→ **Work instruction**
Could you retype the whole listing, word for word?

→ **The data**
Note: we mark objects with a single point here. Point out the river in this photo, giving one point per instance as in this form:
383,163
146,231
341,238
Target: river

→ **Exercise solution**
Note: we mark objects with a single point here. Point out the river in this photo, giving one point per instance as in this form:
383,163
146,231
341,238
Target: river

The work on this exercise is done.